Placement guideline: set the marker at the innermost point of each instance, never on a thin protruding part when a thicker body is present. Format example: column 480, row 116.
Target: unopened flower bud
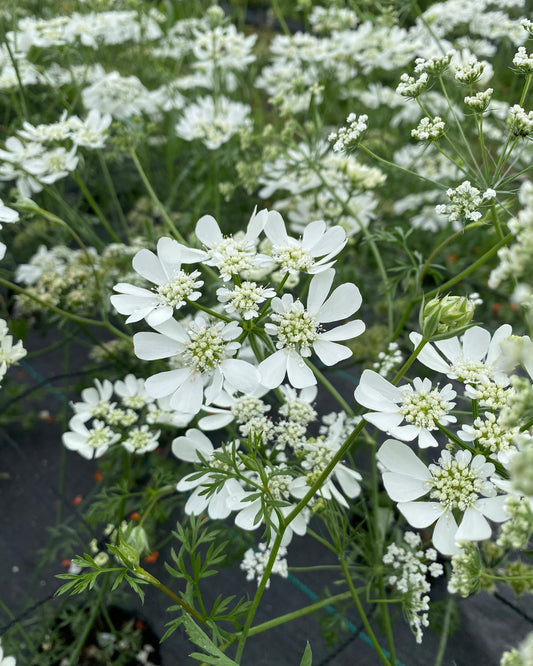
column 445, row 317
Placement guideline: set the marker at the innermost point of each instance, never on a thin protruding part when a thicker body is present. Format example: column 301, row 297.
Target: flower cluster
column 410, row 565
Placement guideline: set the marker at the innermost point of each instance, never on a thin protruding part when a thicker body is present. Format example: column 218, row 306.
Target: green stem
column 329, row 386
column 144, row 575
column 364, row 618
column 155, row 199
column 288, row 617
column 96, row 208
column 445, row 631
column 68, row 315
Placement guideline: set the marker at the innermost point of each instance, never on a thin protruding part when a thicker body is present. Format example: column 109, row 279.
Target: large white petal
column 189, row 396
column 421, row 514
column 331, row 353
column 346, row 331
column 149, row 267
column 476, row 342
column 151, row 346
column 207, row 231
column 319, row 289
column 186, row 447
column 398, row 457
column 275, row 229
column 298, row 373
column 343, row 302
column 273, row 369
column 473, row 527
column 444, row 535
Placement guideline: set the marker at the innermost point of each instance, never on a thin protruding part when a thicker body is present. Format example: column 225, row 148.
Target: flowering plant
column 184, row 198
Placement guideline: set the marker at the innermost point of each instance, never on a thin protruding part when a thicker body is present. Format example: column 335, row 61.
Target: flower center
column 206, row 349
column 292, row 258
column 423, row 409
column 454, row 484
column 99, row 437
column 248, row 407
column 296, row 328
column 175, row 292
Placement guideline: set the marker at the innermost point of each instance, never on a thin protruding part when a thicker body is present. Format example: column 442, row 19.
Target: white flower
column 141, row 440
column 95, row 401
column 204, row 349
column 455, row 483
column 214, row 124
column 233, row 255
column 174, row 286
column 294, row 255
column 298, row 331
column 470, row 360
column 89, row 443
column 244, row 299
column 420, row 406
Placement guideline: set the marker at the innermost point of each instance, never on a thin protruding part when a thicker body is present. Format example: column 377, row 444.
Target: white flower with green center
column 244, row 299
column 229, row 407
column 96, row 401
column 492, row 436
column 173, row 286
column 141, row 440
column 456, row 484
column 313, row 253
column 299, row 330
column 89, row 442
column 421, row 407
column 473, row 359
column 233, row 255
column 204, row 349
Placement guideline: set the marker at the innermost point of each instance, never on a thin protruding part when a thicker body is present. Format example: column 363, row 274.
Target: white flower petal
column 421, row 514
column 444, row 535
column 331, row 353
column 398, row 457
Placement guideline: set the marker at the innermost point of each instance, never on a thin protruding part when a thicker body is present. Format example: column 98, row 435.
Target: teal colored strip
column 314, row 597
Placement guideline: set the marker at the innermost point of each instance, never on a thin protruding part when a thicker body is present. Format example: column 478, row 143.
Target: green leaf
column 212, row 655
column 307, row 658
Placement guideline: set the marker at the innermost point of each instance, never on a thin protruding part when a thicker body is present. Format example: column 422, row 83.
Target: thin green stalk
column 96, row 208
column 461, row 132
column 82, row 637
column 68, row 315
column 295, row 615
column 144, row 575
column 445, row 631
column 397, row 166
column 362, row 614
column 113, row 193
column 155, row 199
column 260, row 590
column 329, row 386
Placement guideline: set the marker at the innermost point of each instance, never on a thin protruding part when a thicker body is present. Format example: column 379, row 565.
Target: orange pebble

▸ **Aim**:
Copy out, word for word, the lines of the items above from the one containing "225, row 148." through the one containing "column 184, row 198", with both of those lines included.

▸ **Result of this task**:
Placement guideline: set the marker at the innermost point of each instance, never on a thin protruding part when a thicker body is present. Format example: column 225, row 148.
Target: flowering plant
column 184, row 198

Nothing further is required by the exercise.